CHECK YOUR UNDERSTANDING -
[1] Reproduce the journal profile from "Standard abbreviations" up to and including "of Washington, USA.", replacing "monthly" with "quarterly".
[2] According to the journal profile, who was the founding editor-in-chief of Biomedical Optics Express?

PAGE EXTRACT -
_____
Biomedical Optics Express
- Discipline: Optics in the life sciences
- Language: English
- Edited by: Ruikang (Ricky) Wang

Publication details
- History: 2010–present
- Publisher: Optica
- Frequency: Monthly
- Open access: Yes
- Impact factor: 2.9 (2023)

Standard abbreviations
- ISO 4: Biomed. Opt. Express

Indexing
- CODEN: BOEICL
- ISSN: 2156-7085
- OCLC no.: 650509280

Links
- Journal homepage; Online access; Online archive;

= Biomedical Optics Express =

Biomedical Optics Express is a monthly peer-reviewed scientific journal published by Optica. The journal's scope encompasses fundamental research and technology development of optics applied to biomedical studies and clinical applications. The founding and first editor-in-chief is Joseph A. Izatt (Duke University). The current editor-in-chief is Ruikang (Ricky) Wang at the University of Washington, USA.

== Abstracting and indexing ==
The journal is abstracted and indexed by:
- Science Citation Index Expanded
- Current Contents/Engineering, Computing & Technology
- Chemical Abstracts Service/CASSI
- PubMed
According to the Journal Citation Reports, the journal has a 2023 impact factor of 2.9.
_____
PROVIDED MATERIAL -

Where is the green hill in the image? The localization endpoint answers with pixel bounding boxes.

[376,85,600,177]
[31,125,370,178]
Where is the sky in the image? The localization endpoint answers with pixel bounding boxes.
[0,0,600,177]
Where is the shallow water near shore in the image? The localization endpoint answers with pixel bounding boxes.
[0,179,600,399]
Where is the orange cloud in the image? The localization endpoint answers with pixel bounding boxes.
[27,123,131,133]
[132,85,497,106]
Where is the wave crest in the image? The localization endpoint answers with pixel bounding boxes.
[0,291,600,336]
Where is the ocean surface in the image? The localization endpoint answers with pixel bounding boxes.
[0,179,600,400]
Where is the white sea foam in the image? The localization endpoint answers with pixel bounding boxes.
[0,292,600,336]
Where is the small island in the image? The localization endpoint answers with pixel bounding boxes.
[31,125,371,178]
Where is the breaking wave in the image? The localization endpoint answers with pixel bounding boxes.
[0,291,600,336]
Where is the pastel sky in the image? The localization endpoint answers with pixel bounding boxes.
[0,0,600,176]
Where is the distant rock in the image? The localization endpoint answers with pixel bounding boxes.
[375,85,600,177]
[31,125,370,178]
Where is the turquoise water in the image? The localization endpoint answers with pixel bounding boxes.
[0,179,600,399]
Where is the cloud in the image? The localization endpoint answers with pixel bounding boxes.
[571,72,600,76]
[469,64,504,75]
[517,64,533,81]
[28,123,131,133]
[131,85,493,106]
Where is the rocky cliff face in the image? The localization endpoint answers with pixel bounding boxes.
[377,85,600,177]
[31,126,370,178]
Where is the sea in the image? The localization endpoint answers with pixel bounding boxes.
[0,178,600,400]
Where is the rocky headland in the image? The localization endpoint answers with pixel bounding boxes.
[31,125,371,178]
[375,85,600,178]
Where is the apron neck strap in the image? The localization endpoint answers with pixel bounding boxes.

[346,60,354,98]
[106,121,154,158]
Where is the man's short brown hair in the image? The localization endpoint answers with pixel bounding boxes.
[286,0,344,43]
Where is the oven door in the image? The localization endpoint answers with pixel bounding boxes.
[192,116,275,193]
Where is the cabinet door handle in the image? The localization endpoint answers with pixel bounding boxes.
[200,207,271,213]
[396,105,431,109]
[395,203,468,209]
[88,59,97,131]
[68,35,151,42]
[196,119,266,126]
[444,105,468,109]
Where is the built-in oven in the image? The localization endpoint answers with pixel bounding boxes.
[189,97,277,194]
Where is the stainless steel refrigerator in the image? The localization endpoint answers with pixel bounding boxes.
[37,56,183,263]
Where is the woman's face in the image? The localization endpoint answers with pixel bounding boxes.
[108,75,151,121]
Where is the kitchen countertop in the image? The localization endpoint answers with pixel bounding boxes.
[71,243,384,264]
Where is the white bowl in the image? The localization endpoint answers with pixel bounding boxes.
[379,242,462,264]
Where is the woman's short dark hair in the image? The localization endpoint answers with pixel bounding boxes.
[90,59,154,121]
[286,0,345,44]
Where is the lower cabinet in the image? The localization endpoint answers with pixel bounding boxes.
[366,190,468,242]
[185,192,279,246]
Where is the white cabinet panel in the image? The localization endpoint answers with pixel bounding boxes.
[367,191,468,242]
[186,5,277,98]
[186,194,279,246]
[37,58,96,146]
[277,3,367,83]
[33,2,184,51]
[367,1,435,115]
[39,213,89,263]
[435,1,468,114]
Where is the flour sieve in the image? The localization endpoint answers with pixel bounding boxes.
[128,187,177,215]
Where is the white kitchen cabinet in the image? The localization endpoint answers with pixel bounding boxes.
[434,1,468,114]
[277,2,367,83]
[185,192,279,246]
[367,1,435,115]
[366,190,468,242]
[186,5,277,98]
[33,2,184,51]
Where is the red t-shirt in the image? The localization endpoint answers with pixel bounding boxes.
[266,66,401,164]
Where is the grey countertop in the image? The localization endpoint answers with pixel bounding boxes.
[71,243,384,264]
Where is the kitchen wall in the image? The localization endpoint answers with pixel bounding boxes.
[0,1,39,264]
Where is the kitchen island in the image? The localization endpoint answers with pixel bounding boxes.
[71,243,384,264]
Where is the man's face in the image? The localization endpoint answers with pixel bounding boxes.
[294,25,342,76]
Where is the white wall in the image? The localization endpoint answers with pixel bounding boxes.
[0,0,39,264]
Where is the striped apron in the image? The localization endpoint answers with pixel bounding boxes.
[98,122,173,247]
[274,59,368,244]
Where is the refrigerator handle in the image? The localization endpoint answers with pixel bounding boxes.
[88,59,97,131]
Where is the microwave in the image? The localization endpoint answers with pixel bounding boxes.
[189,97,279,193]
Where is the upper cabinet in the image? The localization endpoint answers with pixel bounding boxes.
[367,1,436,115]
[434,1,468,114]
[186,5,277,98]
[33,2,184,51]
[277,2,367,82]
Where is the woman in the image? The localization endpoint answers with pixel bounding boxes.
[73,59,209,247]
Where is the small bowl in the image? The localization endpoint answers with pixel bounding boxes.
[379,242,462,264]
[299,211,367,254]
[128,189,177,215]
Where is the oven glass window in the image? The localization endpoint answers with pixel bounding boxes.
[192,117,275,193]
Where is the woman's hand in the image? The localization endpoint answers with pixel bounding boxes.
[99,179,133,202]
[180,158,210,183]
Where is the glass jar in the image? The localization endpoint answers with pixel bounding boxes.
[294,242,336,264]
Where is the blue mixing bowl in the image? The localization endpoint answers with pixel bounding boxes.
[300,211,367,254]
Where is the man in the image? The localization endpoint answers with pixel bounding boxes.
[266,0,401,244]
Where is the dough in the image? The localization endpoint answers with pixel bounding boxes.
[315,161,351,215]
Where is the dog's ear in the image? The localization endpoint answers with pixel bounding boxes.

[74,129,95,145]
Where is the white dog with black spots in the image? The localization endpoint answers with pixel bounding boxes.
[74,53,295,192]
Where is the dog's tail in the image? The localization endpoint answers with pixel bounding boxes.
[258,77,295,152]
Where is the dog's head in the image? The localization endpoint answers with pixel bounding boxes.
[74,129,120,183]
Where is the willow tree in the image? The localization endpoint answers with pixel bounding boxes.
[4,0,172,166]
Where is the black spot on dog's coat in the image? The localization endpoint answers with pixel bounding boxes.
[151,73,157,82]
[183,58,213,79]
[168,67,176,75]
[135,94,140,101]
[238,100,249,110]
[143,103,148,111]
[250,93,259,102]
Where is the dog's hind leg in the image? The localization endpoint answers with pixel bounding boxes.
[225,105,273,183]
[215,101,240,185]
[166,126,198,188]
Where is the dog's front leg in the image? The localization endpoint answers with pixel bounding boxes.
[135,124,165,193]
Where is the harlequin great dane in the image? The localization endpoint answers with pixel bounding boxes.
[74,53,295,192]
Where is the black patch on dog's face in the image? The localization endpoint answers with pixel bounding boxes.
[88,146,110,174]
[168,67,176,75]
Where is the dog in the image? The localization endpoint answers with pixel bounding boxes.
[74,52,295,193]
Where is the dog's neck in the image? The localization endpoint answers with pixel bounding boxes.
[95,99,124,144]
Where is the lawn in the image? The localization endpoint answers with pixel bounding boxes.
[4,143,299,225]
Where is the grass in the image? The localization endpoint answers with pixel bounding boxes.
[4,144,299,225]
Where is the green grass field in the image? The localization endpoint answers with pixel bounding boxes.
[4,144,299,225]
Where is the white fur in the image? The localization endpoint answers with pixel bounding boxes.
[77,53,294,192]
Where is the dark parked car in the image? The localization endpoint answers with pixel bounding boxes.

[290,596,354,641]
_____
SOLUTIONS IN ORDER -
[1]
Standard abbreviations
- ISO 4: Biomed. Opt. Express

Indexing
- CODEN: BOEICL
- ISSN: 2156-7085
- OCLC no.: 650509280

Links
- Journal homepage; Online access; Online archive;

= Biomedical Optics Express =

Biomedical Optics Express is a quarterly peer-reviewed scientific journal published by Optica. The journal's scope encompasses fundamental research and technology development of optics applied to biomedical studies and clinical applications. The founding and first editor-in-chief is Joseph A. Izatt (Duke University). The current editor-in-chief is Ruikang (Ricky) Wang at the University of Washington, USA.

[2] Joseph A. Izatt of Duke University.